> [Assignment] Only the lines from the line containing "the red shipping" to the end of the entries, both included, belong in your answer, and each must match exactly.

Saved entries
§ §
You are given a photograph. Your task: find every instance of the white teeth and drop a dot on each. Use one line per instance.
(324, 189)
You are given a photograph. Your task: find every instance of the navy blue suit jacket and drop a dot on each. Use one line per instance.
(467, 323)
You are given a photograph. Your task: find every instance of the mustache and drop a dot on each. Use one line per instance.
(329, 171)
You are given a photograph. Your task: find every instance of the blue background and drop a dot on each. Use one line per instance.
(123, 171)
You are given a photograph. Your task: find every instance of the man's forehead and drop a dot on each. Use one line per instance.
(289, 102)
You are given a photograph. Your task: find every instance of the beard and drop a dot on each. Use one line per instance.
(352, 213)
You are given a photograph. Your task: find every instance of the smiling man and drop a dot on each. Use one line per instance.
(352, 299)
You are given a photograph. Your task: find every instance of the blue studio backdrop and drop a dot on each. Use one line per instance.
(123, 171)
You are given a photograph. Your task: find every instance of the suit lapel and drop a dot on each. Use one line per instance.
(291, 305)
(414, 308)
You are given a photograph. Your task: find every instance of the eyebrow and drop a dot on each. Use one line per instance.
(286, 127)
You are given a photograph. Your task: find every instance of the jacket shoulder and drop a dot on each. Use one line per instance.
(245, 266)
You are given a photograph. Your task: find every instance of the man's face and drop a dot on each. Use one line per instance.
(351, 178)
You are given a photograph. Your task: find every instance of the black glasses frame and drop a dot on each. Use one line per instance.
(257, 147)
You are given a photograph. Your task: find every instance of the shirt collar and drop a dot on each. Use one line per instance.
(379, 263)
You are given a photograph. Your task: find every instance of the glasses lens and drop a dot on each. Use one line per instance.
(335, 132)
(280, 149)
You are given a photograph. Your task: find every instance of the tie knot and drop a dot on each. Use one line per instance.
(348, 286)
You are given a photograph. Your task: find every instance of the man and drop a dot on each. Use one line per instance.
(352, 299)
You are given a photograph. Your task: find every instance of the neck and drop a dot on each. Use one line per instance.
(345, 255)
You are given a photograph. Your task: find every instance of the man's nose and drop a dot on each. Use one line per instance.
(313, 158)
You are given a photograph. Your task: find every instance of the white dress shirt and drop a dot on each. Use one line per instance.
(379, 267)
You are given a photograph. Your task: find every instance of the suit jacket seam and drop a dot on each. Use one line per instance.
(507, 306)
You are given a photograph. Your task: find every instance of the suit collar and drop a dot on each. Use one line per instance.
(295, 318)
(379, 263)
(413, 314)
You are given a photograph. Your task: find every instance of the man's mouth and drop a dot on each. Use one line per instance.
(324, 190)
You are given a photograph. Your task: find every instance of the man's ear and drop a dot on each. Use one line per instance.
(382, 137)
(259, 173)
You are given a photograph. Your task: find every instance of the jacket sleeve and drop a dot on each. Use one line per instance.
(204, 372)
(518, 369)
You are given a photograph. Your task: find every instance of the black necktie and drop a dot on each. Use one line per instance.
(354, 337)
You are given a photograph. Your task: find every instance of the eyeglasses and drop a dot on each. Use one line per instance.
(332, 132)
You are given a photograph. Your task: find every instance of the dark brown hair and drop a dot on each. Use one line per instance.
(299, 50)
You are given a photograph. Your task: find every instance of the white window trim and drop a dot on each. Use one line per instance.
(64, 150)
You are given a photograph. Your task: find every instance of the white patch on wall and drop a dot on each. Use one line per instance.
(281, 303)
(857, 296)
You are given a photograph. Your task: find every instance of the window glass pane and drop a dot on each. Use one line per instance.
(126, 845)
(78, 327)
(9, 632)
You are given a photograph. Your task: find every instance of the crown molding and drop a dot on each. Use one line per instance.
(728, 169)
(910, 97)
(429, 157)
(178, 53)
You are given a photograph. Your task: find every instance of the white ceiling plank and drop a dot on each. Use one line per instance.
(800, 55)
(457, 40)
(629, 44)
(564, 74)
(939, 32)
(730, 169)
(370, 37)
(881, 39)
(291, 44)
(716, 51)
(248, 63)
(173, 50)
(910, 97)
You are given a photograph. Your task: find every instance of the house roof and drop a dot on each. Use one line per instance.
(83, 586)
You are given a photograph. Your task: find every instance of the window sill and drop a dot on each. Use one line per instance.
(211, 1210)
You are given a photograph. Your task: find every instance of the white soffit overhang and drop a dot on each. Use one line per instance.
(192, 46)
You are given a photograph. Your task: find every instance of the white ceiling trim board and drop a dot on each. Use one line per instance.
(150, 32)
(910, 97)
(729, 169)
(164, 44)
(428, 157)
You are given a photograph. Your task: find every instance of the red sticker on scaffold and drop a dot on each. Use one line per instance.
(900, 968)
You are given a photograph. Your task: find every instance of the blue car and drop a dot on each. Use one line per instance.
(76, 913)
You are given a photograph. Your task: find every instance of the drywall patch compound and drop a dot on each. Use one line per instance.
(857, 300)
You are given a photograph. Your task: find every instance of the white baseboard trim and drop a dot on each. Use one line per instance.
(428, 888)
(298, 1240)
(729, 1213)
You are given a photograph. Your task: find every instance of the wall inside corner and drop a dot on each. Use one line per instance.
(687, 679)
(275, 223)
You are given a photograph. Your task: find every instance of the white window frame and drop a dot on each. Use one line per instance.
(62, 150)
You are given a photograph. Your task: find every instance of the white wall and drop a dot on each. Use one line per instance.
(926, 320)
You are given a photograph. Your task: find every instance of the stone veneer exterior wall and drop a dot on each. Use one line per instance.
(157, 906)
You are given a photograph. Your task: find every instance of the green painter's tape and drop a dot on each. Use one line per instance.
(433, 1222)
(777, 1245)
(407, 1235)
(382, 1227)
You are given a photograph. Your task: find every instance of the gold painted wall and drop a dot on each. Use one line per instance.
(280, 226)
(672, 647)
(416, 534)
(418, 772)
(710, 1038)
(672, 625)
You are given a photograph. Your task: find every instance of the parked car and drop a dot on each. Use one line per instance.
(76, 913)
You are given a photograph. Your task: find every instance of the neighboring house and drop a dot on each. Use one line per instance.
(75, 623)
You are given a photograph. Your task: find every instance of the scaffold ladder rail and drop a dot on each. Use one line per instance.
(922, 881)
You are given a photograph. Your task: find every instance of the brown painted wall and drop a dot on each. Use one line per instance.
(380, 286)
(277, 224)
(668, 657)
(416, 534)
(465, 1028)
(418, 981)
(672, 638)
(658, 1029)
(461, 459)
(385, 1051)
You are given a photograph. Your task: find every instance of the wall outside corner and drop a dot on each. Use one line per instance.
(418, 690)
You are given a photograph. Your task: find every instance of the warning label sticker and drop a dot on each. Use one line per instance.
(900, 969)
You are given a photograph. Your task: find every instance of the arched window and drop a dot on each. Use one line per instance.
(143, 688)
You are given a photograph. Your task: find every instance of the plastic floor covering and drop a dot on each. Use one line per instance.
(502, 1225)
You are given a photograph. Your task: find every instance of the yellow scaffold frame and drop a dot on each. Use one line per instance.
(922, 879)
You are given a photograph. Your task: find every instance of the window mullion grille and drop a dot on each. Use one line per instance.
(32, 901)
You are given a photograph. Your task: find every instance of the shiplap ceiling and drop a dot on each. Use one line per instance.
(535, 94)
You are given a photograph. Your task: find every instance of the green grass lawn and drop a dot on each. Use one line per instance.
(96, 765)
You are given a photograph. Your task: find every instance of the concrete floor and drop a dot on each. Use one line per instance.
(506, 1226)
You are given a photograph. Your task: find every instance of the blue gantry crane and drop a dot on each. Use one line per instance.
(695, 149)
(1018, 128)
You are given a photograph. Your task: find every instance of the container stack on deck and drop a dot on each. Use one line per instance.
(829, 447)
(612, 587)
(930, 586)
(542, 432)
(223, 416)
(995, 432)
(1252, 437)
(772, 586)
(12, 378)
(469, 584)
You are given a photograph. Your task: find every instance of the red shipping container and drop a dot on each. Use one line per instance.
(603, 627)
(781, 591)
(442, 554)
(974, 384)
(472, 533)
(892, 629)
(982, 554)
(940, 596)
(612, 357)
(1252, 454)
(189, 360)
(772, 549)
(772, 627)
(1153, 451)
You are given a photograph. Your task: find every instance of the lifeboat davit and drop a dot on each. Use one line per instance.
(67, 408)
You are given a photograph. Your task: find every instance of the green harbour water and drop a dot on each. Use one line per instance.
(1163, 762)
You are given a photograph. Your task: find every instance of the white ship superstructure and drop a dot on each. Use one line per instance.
§ §
> [Answer space]
You are given a photograph. Your task: find every instance of the red shipping container and drop a dot on each. Use one line per instance.
(603, 627)
(781, 591)
(442, 554)
(974, 384)
(472, 533)
(892, 629)
(982, 554)
(940, 596)
(612, 357)
(1252, 454)
(189, 360)
(772, 549)
(772, 627)
(1153, 451)
You are given a photograph. Your task: find every instance of the lifeboat davit and drop a dot on each. Use one line per instance.
(67, 408)
You are given a photograph. Your task: find every instance of the green harbour water and drop a dot on each. Use one line per instance.
(1163, 762)
You are given a photograph. Your task: find every instance of the white ship superstructure and drop a dot on each. Use one line per instance.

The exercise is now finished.